--- TEXT SHOWN ---
[start]

Lab 2 – Group 16

Group Members
Andrew Boik (aboik@)
Brian Huang (bwhuang@)
Kevin Lee (kevinlee@)
Saswathi Natta (snatta@)

Group 16

Description

We built three instruments: Instrument of Light, a light detecting theremin from a photo resistor); Lollipop (it kind of looks like one), a proximity theremin using a capacitive proximity sensor; and La Tromba, a trumpet from three FSRs (for valves) and a flex sensor with wind sail attachment (for simulating airflow). All three worked fairly well, except the trumpet was a little difficult to control and the proximity sensor didn’t have a very wide range. In all three, we used a buzzer for sound, except for the trumpet which used a piezo element initially and then a buzzer in the final version. We ultimately decided to develop the trumpet into our final instrument. We were motivated to build this instrument because one of our group members plays trumpet, and we thought it would be interesting to create an electronic version of the instrument. Our final version featured a buzzer instead of piezo element, and we tuned our flex sensor thresholds so less blowing/bending would be required. The combination of FSRs held down is mapped to actual trumpet notes, and the signal from the flex sensor simulates the partial, so bending it further will result in a higher pitch. Overall we think the final result was a success. We liked that we could actually kind of play a scale and go through the trumpet’s full range with it. Our attachment to the FSR was a little bit of a disappointment because it was nearly impossible to control the sound by blowing on it like you would on a real trumpet, so we ended up manually bending the flex sensor instead.

Video

La Tromba (initial)
Use FSR sensors as 3 buttons for the trumpet and the flex sensors to sense when user blows into the trumpet. Sound is only generated when the flex sensor is bent and certain FSR sensors are pressed

La Tromba (initial) Video

Instrument of Light
Depending on the value that the photo resistor outputs, the tone that the buzzer plays will change.

Instrument of Light Video

Lollipop
Music by proximity: Using a capacitive proximity sensor to moderate which pitch that the buzzer plays. The pitch is higher if a person is closer to the sensor.

[end]

Answer these from the lab write-up on the three instruments above:
(a) What kind of sensor does Lollipop use to set the buzzer's pitch?
(b) What did the trumpet use for sound before the final version switched to a buzzer?
(c) In Instrument of Light, what determines the tone the buzzer plays?

--- STORED ROWS ---
[start]

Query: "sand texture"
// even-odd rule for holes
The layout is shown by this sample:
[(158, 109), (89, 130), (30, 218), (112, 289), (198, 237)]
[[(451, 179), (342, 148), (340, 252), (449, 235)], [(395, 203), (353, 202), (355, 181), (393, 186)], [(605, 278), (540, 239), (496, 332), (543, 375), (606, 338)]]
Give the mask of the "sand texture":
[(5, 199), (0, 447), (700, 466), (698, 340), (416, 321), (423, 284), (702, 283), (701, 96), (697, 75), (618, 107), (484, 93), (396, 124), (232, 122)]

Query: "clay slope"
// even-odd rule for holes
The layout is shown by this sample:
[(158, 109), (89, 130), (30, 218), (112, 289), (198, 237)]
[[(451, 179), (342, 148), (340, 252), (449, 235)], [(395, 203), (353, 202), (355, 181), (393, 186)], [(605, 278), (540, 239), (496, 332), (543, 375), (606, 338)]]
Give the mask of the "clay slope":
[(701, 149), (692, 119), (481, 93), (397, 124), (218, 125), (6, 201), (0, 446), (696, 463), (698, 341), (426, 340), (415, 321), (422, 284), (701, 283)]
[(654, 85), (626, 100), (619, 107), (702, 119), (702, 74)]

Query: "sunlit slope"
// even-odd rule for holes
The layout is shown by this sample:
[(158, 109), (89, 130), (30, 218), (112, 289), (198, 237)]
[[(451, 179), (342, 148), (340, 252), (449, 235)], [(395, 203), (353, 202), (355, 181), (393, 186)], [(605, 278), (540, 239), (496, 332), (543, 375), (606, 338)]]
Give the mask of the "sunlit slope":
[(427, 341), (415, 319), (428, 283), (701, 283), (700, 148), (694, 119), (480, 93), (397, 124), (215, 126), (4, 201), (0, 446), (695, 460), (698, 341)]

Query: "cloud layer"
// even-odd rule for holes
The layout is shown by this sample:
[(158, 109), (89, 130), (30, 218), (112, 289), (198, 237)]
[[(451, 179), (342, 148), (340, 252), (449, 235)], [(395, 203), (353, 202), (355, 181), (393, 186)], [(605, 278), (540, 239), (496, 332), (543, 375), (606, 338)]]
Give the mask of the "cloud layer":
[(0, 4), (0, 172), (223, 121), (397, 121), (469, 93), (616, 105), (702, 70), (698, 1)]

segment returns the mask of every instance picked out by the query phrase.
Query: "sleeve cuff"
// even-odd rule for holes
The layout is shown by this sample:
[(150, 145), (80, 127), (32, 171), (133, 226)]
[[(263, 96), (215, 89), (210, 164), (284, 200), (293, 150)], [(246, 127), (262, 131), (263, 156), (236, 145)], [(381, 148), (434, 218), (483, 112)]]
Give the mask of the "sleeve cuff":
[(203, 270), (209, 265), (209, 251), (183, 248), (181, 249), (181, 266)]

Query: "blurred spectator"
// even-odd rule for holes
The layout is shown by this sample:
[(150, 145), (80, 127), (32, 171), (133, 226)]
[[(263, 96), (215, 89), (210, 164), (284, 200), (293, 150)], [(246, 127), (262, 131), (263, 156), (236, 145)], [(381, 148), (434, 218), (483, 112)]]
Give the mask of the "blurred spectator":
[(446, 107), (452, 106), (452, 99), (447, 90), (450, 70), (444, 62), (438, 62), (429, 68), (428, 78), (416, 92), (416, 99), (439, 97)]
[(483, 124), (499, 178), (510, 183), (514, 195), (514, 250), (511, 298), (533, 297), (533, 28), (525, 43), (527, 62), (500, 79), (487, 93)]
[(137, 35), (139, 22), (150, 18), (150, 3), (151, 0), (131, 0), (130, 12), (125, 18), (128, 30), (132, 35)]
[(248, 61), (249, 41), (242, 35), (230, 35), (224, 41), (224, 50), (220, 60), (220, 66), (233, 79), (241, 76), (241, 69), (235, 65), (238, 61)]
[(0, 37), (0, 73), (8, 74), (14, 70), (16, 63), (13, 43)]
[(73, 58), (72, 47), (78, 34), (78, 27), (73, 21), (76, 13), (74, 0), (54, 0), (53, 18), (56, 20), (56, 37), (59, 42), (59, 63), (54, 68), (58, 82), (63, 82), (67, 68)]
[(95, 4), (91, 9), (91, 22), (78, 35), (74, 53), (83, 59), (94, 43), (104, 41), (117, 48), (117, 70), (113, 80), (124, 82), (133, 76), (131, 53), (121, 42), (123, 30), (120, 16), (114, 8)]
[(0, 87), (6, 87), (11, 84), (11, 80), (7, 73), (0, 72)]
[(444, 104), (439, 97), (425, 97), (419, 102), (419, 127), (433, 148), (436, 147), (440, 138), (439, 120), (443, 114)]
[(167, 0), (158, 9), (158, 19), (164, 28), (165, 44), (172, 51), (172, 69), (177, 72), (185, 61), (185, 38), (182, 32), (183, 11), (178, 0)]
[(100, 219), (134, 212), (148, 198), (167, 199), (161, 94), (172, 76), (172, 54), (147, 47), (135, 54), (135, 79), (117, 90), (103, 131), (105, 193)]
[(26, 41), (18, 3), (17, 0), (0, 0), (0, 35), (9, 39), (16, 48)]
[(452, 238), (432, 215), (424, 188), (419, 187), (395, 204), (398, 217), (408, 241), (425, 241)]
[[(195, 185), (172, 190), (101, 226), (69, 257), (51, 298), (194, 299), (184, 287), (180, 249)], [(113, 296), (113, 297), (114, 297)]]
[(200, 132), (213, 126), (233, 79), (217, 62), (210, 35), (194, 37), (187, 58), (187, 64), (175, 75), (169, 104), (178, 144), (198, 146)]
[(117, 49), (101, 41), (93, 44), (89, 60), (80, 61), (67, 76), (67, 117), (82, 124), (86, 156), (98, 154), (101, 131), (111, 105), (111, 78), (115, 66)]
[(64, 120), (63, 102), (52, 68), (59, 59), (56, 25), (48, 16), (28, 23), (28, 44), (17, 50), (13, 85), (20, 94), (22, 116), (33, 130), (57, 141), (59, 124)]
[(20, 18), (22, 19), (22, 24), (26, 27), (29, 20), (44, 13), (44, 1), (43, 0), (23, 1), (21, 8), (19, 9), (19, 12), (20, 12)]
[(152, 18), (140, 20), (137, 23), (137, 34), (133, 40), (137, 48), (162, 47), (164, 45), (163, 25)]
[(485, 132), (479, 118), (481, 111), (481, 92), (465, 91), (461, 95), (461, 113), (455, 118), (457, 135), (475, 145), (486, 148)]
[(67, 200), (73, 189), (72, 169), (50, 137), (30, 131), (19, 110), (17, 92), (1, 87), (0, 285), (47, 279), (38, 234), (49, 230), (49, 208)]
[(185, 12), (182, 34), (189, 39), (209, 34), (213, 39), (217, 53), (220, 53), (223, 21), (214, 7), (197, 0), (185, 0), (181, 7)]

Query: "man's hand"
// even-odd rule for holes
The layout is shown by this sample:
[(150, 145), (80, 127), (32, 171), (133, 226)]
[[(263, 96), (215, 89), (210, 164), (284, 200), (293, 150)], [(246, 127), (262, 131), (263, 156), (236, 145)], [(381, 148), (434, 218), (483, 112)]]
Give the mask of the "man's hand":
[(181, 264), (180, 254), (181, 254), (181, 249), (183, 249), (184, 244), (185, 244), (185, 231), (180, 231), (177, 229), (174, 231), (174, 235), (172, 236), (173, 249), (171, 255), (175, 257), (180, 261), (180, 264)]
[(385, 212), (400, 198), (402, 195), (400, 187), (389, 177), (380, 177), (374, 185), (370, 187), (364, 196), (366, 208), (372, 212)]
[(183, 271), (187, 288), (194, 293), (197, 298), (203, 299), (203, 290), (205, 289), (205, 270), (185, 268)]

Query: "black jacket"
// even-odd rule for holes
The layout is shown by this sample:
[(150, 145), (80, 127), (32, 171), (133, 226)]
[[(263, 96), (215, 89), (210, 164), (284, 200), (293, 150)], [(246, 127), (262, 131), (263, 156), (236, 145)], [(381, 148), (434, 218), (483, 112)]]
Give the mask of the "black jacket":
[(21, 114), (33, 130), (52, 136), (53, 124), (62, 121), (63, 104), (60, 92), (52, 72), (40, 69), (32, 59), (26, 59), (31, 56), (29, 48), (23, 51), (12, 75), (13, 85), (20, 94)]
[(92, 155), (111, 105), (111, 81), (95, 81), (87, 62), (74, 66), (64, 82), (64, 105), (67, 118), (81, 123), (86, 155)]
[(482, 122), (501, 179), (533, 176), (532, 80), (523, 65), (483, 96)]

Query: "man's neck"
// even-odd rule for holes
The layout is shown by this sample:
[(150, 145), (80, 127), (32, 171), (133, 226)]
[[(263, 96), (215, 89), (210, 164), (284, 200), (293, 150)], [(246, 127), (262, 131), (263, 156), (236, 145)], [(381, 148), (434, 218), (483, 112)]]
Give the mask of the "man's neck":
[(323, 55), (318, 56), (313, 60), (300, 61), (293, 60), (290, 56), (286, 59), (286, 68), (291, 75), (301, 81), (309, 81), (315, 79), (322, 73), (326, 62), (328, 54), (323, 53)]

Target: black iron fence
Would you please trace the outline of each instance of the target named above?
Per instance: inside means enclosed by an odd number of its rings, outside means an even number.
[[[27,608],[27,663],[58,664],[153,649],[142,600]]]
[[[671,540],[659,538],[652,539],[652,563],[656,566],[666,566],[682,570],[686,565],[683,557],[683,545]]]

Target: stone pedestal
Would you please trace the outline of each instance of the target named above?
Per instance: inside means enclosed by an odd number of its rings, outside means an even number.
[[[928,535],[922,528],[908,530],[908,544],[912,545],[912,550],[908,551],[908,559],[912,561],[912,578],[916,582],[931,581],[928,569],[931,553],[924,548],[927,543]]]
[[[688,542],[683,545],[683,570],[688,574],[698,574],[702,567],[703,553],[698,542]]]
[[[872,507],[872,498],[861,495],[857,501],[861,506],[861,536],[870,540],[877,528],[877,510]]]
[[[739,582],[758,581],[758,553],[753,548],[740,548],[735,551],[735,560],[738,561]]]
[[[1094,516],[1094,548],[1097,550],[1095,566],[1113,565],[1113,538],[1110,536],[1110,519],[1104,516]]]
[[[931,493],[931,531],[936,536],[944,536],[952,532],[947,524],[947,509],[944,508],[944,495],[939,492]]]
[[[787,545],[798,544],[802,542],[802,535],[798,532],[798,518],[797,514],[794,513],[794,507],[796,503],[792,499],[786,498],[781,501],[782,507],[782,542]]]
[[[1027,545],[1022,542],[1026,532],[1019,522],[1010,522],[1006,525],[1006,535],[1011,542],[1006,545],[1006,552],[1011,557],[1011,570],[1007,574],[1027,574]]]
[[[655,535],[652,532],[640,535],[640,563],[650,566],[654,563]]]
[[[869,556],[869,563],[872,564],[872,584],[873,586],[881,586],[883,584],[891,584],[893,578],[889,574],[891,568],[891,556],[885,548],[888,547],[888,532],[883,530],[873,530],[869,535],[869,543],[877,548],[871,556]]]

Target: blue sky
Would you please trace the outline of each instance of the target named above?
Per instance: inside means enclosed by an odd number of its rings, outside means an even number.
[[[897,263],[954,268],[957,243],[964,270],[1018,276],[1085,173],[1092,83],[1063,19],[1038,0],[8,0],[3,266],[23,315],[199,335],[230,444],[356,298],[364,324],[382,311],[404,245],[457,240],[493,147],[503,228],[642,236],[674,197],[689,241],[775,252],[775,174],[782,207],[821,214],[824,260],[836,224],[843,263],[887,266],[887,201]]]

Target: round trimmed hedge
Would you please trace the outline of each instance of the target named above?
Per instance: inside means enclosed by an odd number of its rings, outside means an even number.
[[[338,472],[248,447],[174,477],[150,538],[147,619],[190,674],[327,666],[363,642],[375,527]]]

[end]

--- EXERCISE SOLUTION ---
(a) A capacitive proximity sensor.
(b) A piezo element.
(c) The value that the photo resistor outputs.